▸ **Requirement A**: Decide whether each statement agrees with the post on tuba impedance, and for each give yes or no along with the deciding words from the post, quoted exactly: (i) Acoustic impedance is the ratio of particle velocity to sound pressure. (ii) The resonant peaks of the tuba's impedance curve are sharp. (iii) The tuba's impedance stays the same at every frequency.
▸ **Requirement B**: Extend the post on tuba impedance with a few more sentences, picking up right after its final sentence.

# Text segment start

Post by Rick Denney »

poomshanka wrote:"Input anomalies" notwithstanding, why are some tubas very well in-tune, while others are almost unmanageably out-to-lunch? I'm curious about this as it relates to a design/manufacturing perspective.
It's all in the impedance.

Acoustic impedance is the ratio of sound pressure (i.e., loudness) to particle velocity. It describes how the amplitude and phase of a source sound becomes an amplitude and phase of a resulting sound.

The tuba has an impedance that varies by frequency. Some frequencies have a high ratio of sound pressure to particle velocity, and some frequencies are low. Thus, some frequencies are magnified and others diminished. The ones that are magnified are the resonant peaks of the impedance curve. The peaks are sharp, and the peaks generally line up on musically valuable frequencies. How they line up is the result of the taper (which is a broad description that includes anything that upsets the intended taper).

# Text segment end
# Source excerpt start

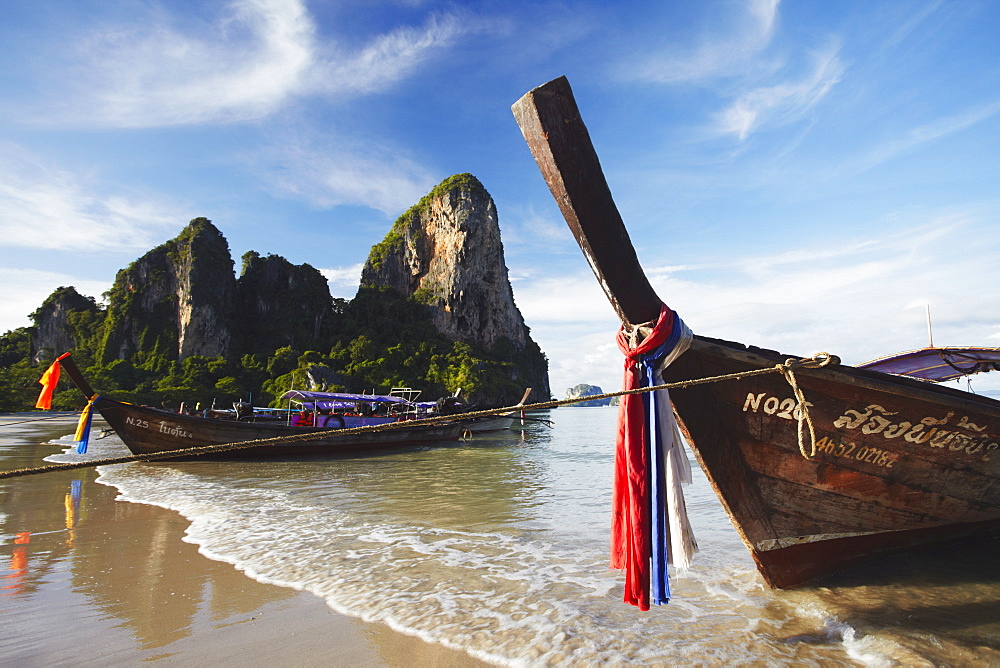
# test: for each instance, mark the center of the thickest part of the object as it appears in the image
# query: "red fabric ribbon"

# Source excerpt end

▸ **Final answer A**:
(i) No: "Acoustic impedance is the ratio of sound pressure (i.e., loudness) to particle velocity."
(ii) Yes: "The peaks are sharp"
(iii) No: "The tuba has an impedance that varies by frequency."

▸ **Final answer B**:
The mouthpiece also has an impedance that varies with frequency. Most tuba mouthpieces peak at similar values. You can hear the peak of the mouthpiece resonance curve by popping the rim on the palm of your hand. But unlike the spiky resonances of the tuba, the mouthpiece resonance is broad and flat, meaning that when you buzz into it, you get a discernable pitch but also quite a lot of noise and a range of frequencies around it. The mouthpiece shapes the sound of the buzz a bit but not much. A tuba mouthpiece impedance curve makes it weaker as you get away from the popping frequency, which is typically in the range of about Ab at the bottom of the staff. Making pitches some distance away requires more energy from the buzz.

The tuba filters out some of the non-resonant noise, and leaves the resonant frequencies. If you overload it with non-resonant noise, that noise will leak into the sound, or it will serve to cancel some of the resonances.

The player's lips also have an impedance, and that impedance also varies with frequency. It is controllable based on the tension of the lips as balanced against the air flowing through them. If the peak resonance of the lips matches the peak resonance of the tuba, there will be no attenuation in the sound. But the impedance curve of the lips is even broader and flatter than with the mouthpiece. If the noise produced by the buzz contains enough energy and tonal variety, it will excite all the resonant frequencies of the tuba. That's why a noisy buzz with lots of energy ends up making better sound than a buzz that seems to ring a single pitch more clearly, especially if it does so weakly. More air is the secret to a bigger buzz, assuming there are no fundamental faults in the structure of the embouchure. I was quite surprised to discover that great players have a fairly noisy, but loud, buzz. Listen to Jacobs's buzz on the recording of his TUBA lecture from 1973--it's quite noisy but it is also very loud and filled with energy.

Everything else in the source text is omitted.